SET EXERCISE: Format every line below as a Markdown table with the columns "No." and "Line", numbering the rows and leaving out blank lines.

RECORDS FOR PROCESSING:
************
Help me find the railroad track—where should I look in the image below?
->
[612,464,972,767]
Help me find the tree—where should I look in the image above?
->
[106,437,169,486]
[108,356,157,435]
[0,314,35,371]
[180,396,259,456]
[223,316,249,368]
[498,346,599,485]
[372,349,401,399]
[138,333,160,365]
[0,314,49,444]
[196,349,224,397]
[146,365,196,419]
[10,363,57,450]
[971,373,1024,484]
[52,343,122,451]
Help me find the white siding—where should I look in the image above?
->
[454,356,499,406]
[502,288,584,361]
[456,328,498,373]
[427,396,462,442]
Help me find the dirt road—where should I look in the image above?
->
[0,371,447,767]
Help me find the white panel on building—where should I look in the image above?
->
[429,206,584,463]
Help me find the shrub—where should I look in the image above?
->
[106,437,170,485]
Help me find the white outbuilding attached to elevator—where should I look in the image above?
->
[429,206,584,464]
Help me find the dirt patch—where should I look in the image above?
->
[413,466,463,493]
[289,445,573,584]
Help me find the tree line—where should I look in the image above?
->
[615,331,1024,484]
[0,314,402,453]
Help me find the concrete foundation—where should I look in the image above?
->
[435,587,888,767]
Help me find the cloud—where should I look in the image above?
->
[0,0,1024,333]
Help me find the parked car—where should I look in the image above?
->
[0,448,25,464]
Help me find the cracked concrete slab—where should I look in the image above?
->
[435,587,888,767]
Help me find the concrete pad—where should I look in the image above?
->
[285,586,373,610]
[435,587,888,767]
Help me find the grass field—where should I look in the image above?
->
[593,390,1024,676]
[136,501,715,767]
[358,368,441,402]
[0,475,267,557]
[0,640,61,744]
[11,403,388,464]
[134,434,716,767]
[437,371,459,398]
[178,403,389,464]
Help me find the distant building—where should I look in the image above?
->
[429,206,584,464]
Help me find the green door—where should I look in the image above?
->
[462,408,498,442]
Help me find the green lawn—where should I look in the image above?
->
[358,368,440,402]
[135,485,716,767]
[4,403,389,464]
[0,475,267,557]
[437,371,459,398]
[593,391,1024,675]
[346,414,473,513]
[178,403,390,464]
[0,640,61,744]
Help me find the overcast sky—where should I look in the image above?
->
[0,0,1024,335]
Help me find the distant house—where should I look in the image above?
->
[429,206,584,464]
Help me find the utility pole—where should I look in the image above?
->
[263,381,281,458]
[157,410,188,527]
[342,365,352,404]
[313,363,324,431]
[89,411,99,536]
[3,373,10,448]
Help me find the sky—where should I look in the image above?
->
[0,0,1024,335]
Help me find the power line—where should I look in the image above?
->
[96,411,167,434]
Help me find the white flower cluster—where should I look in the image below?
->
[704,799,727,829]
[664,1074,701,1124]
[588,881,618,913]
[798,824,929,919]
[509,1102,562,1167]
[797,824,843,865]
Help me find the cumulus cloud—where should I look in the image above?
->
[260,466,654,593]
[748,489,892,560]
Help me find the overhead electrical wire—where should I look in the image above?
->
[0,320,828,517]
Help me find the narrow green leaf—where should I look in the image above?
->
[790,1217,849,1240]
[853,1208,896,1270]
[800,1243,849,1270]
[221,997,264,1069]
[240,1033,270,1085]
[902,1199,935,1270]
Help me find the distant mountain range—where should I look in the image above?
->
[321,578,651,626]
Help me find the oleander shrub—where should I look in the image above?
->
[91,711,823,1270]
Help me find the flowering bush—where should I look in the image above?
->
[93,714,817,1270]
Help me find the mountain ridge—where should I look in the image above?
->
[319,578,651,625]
************
RESPONSE BELOW:
| No. | Line |
|---|---|
| 1 | Help me find the railroad track—where should I look in the image below? |
| 2 | -> |
| 3 | [612,464,972,767] |
| 4 | Help me find the tree—where should I look in the image above? |
| 5 | -> |
| 6 | [106,437,169,486] |
| 7 | [108,356,157,435] |
| 8 | [0,314,35,371] |
| 9 | [180,396,259,456] |
| 10 | [223,316,249,368] |
| 11 | [498,346,599,485] |
| 12 | [372,349,401,399] |
| 13 | [138,333,160,365] |
| 14 | [0,314,49,444] |
| 15 | [196,349,224,397] |
| 16 | [146,365,196,419] |
| 17 | [10,363,57,450] |
| 18 | [971,373,1024,484] |
| 19 | [52,343,122,451] |
| 20 | Help me find the white siding—where should I look in the image above? |
| 21 | -> |
| 22 | [454,356,499,406] |
| 23 | [502,288,584,361] |
| 24 | [456,328,498,373] |
| 25 | [427,396,462,442] |
| 26 | Help me find the dirt road—where should I look in the image above? |
| 27 | -> |
| 28 | [0,371,447,767] |
| 29 | Help me find the white panel on building—where should I look in the image above? |
| 30 | -> |
| 31 | [429,206,584,463] |
| 32 | Help me find the shrub—where should I look in the image above? |
| 33 | -> |
| 34 | [106,437,170,485] |
| 35 | Help me find the white outbuilding attached to elevator—where should I look in the image above? |
| 36 | -> |
| 37 | [429,206,584,464] |
| 38 | Help me find the dirt patch—where should I look in the image above? |
| 39 | -> |
| 40 | [413,466,463,493] |
| 41 | [289,445,573,584] |
| 42 | Help me find the tree line—where should I look in the image above? |
| 43 | -> |
| 44 | [615,331,1024,484] |
| 45 | [0,314,402,453] |
| 46 | Help me find the concrete foundation—where should I look in the image above? |
| 47 | -> |
| 48 | [435,587,888,767] |
| 49 | Help me find the cloud—where should I look in the image above? |
| 50 | -> |
| 51 | [0,0,1024,333] |
| 52 | Help me find the parked car—where should I look in the image above? |
| 53 | -> |
| 54 | [0,448,25,464] |
| 55 | Help me find the cracked concrete slab—where should I look in the image above? |
| 56 | -> |
| 57 | [435,587,888,767] |
| 58 | Help me find the concrete pad—where should I look in the image above? |
| 59 | -> |
| 60 | [285,586,373,610] |
| 61 | [435,587,888,767] |
| 62 | Help me find the grass field—where should I look in the image above? |
| 63 | -> |
| 64 | [593,390,1024,676] |
| 65 | [136,501,715,767] |
| 66 | [358,368,441,402] |
| 67 | [0,475,267,557] |
| 68 | [0,640,61,744] |
| 69 | [11,403,388,464] |
| 70 | [134,434,716,767] |
| 71 | [437,371,459,398] |
| 72 | [178,403,389,464] |
| 73 | Help me find the distant building—where should I look in the image above? |
| 74 | -> |
| 75 | [429,206,584,464] |
| 76 | Help me find the green door—where should I look in the image above? |
| 77 | -> |
| 78 | [462,408,498,442] |
| 79 | Help me find the green lawn—where should I look in the image above? |
| 80 | -> |
| 81 | [358,368,440,402] |
| 82 | [135,485,716,767] |
| 83 | [4,403,389,464] |
| 84 | [0,475,267,557] |
| 85 | [437,371,459,398] |
| 86 | [593,391,1024,675] |
| 87 | [346,414,473,513] |
| 88 | [178,403,390,464] |
| 89 | [0,640,61,744] |
| 90 | Help me find the overcast sky—where should I look in the image above? |
| 91 | -> |
| 92 | [0,0,1024,335] |
| 93 | Help me find the distant house—where should I look in the image above? |
| 94 | -> |
| 95 | [429,206,584,464] |
| 96 | Help me find the utility pole—where should I look in the image above? |
| 97 | -> |
| 98 | [263,381,281,458] |
| 99 | [157,410,188,527] |
| 100 | [342,365,352,404] |
| 101 | [313,363,324,431] |
| 102 | [89,411,99,536] |
| 103 | [3,373,10,448] |
| 104 | Help me find the sky—where should I look in the image above? |
| 105 | -> |
| 106 | [0,0,1024,335] |
| 107 | Help me find the power line—where should I look in the image above? |
| 108 | -> |
| 109 | [96,411,167,434] |
| 110 | Help me find the white flower cluster—where should I look in the image below? |
| 111 | -> |
| 112 | [704,799,727,829] |
| 113 | [664,1074,701,1124] |
| 114 | [588,881,618,913] |
| 115 | [798,824,929,919] |
| 116 | [509,1102,562,1167] |
| 117 | [797,824,843,865] |
| 118 | Help me find the cumulus cloud—where should I look in the image above? |
| 119 | -> |
| 120 | [260,466,654,593] |
| 121 | [748,489,892,560] |
| 122 | Help me find the overhead electrical wire—where should I look in the image above? |
| 123 | -> |
| 124 | [0,320,828,517] |
| 125 | Help me find the narrow green leaf—where should I look in the image above? |
| 126 | -> |
| 127 | [790,1217,849,1240] |
| 128 | [853,1208,896,1270] |
| 129 | [800,1243,849,1270] |
| 130 | [221,997,264,1069] |
| 131 | [240,1033,270,1085] |
| 132 | [902,1199,935,1270] |
| 133 | Help me find the distant mountain range—where should I look in the image above? |
| 134 | -> |
| 135 | [321,578,651,626] |
| 136 | Help me find the oleander shrub—where should I look in the image above? |
| 137 | -> |
| 138 | [91,711,823,1270] |
| 139 | Help me find the flowering bush—where should I look in the image above? |
| 140 | -> |
| 141 | [93,714,817,1270] |
| 142 | Help me find the mountain ridge—where should I look in the image above? |
| 143 | -> |
| 144 | [319,578,651,625] |